## [EXERCISE DIRECTIONS]
Could you rewrite the rows below, from the line with "Report x and y for each instance of the white" through the end of the rows, replacing "rocky shoreline" with "rocky coastline" and keeping everything else unchanged? Return only those lines.

_ _ _ _ _ _ _

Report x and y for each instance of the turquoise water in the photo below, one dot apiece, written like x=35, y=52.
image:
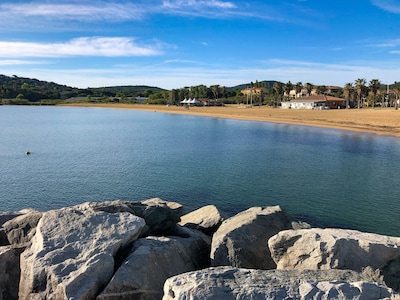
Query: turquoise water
x=327, y=177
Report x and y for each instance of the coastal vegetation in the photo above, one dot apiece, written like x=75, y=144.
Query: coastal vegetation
x=360, y=93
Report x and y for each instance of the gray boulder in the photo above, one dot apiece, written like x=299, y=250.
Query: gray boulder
x=332, y=249
x=21, y=229
x=3, y=238
x=231, y=283
x=242, y=241
x=9, y=272
x=153, y=260
x=72, y=253
x=160, y=215
x=206, y=219
x=7, y=216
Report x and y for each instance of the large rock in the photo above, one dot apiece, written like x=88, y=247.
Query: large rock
x=206, y=219
x=231, y=283
x=3, y=238
x=332, y=249
x=151, y=262
x=160, y=215
x=7, y=216
x=72, y=252
x=21, y=229
x=242, y=241
x=9, y=272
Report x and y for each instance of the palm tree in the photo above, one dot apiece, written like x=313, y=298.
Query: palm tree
x=397, y=93
x=359, y=85
x=348, y=89
x=278, y=89
x=374, y=86
x=309, y=87
x=298, y=87
x=287, y=88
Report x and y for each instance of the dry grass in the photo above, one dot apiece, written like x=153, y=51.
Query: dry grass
x=385, y=121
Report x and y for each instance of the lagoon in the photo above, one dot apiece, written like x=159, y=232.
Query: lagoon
x=325, y=176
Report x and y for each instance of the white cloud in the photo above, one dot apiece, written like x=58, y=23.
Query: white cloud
x=84, y=46
x=178, y=75
x=392, y=6
x=177, y=4
x=15, y=62
x=72, y=11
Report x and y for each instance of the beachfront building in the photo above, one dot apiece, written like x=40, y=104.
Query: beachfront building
x=327, y=89
x=192, y=102
x=315, y=102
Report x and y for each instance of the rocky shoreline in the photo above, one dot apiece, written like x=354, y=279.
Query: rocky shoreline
x=152, y=250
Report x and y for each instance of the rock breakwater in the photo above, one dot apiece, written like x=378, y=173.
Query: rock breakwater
x=153, y=250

_ _ _ _ _ _ _

## [PROBLEM SOLUTION]
Report x and y for each instance of the white cloud in the photo above, one dot apiece, written like x=58, y=23.
Query: white cloud
x=84, y=46
x=178, y=75
x=392, y=6
x=177, y=4
x=15, y=62
x=72, y=11
Report x and y for each instance of the beachfront building in the photo above, one dot apiece, written like x=40, y=104.
Query: beachfront building
x=327, y=89
x=192, y=102
x=315, y=102
Report x and y for each instance of the rocky coastline in the photo above, one dot apiece, written like x=354, y=279.
Query: rocky coastline
x=152, y=250
Report x and y for each instance of the rock breakwater in the photo above, one dot apiece, written like x=378, y=173.
Query: rock breakwater
x=153, y=250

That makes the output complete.